TASK TO COMPLETE: Turn every line of the rows below into a Markdown table with two columns, "No." for the line's number and "Line" for the line itself, leaving out any blank lines.

[Dataset rows about where objects are]
######

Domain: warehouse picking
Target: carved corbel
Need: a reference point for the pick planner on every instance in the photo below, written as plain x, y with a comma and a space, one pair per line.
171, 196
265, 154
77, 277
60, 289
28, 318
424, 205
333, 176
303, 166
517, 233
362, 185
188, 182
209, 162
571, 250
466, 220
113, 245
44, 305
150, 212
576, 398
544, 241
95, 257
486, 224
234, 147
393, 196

######

THE SOLUTION:
| No. | Line |
|---|---|
| 1 | Domain: warehouse picking |
| 2 | Target: carved corbel |
| 3 | Need: a reference point for the pick planner on every instance in the photo below, written as plain x, y with a comma and a space, one pair per line. |
| 4 | 171, 196 |
| 5 | 265, 154 |
| 6 | 77, 277 |
| 7 | 60, 289 |
| 8 | 28, 318 |
| 9 | 424, 205 |
| 10 | 333, 176 |
| 11 | 303, 166 |
| 12 | 517, 233 |
| 13 | 362, 185 |
| 14 | 188, 182 |
| 15 | 209, 162 |
| 16 | 571, 250 |
| 17 | 466, 220 |
| 18 | 113, 245 |
| 19 | 44, 305 |
| 20 | 150, 212 |
| 21 | 576, 398 |
| 22 | 544, 241 |
| 23 | 95, 257 |
| 24 | 486, 224 |
| 25 | 234, 147 |
| 26 | 393, 196 |